Task details –
Please reproduce all of the lines below, word for word and in full.
───── The records
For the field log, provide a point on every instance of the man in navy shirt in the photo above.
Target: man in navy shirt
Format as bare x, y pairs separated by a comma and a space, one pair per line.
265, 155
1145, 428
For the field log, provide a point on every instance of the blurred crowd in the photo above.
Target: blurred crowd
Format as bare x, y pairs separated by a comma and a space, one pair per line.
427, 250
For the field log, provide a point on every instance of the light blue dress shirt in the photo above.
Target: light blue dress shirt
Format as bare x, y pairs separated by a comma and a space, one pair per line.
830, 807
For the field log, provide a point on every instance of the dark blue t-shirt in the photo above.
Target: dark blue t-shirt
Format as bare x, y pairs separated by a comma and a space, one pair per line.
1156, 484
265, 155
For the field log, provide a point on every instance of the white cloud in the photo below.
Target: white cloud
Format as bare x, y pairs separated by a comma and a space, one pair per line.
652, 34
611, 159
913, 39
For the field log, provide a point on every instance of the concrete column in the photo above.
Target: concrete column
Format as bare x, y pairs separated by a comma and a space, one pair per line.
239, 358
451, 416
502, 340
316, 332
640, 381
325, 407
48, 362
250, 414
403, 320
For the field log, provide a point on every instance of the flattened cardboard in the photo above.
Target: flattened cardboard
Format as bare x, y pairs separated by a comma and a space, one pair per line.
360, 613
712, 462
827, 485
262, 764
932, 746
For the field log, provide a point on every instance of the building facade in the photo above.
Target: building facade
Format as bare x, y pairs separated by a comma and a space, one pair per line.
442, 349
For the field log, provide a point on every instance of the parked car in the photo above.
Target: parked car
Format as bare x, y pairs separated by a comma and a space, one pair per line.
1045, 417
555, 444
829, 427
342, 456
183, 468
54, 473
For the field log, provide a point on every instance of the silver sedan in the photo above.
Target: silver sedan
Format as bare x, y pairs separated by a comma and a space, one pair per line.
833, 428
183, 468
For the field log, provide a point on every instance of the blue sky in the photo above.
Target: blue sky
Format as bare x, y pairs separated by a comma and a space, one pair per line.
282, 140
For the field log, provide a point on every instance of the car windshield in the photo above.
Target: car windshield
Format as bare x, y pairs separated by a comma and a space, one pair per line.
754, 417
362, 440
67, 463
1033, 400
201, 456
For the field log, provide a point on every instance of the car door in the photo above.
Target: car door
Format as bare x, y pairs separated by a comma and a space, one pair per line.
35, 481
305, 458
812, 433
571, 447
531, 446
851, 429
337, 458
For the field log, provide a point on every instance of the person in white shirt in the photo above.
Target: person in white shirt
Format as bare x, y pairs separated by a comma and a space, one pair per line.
──────────
Solution for this task –
For the field log, provide a point on every instance of the man in navy shirt in the photo above.
Target: man in navy shirt
Format as bare x, y pairs separated by a comma and a space, one pair per line.
265, 155
1145, 428
For the field log, provide a point on every instance of the blurred crowd in the photo above.
Target: blurred crowd
Format as bare x, y pairs separated by a comma and a space, one pair per line.
427, 250
For the field log, provide a point on every instance of the light blue dress shirt in the photo above.
Target: light blue dress shirt
Format as bare x, y pairs separated by a comma and a space, one pair per line.
830, 807
For the field log, provide a point on every instance of the dark blue t-shirt in the photo above.
Target: dark blue t-shirt
Format as bare x, y pairs separated by a comma and a space, one pair per line.
1156, 484
265, 155
For the field log, provide a point on every instance of the white cloud in the photo below.
Target: white cloud
Format as bare x, y pairs separated by a comma and a space, one pair per line.
652, 34
611, 159
913, 39
For the field log, provide a point on every instance of the concrete column in the photo above.
Target: concrete column
Format as bare x, y pairs separated by a comma and a space, one pair per line.
239, 358
451, 416
502, 340
316, 332
640, 381
325, 407
48, 362
250, 414
403, 320
For the field log, provide a point on every instance of the flattened cardboard in the photo above.
Target: flattened cardboard
Format as bare x, y pairs separated by a comma and a space, one pair per line.
360, 613
712, 462
827, 485
262, 764
932, 746
For the field log, provide a point on every instance of the building facade in the photo above.
Target: building facade
Format as bare x, y pairs separated by a comma and a space, one pair per line.
442, 349
For the field log, provide a point on every instance of the parked car in the photo above.
Target: parked car
Format as bare x, y pairs separated by a comma and a space, one pair per line.
1045, 417
555, 444
829, 427
342, 456
183, 468
54, 473
For the field log, provide a point on every instance of the silver sedan in the photo above.
Target: silver sedan
Format as bare x, y pairs separated by a comma and a space, one pair per line.
833, 428
183, 468
For the field log, provide a point on every instance of the blue sky in the photo above.
Target: blue sky
Format as bare x, y pairs separated by a comma and a space, one pair per line.
282, 140
For the field log, provide a point on every instance of the car windshield in the photo above.
Target: car windshield
Format as bare x, y pairs separated by a comma and a space, one pair per line.
754, 417
362, 440
67, 463
1033, 400
201, 456
For the field log, provide a point on every instance of the car door in the photo above.
Target: car door
Format as bare x, y pairs separated by a comma and a space, one pair per line.
35, 481
305, 458
812, 433
571, 447
531, 446
851, 429
337, 458
For the field log, provide a point on every instance of the person in white shirt in the photo above.
Target: person in white shirt
Format as bare x, y pairs separated by a comma and a space, one pair per line.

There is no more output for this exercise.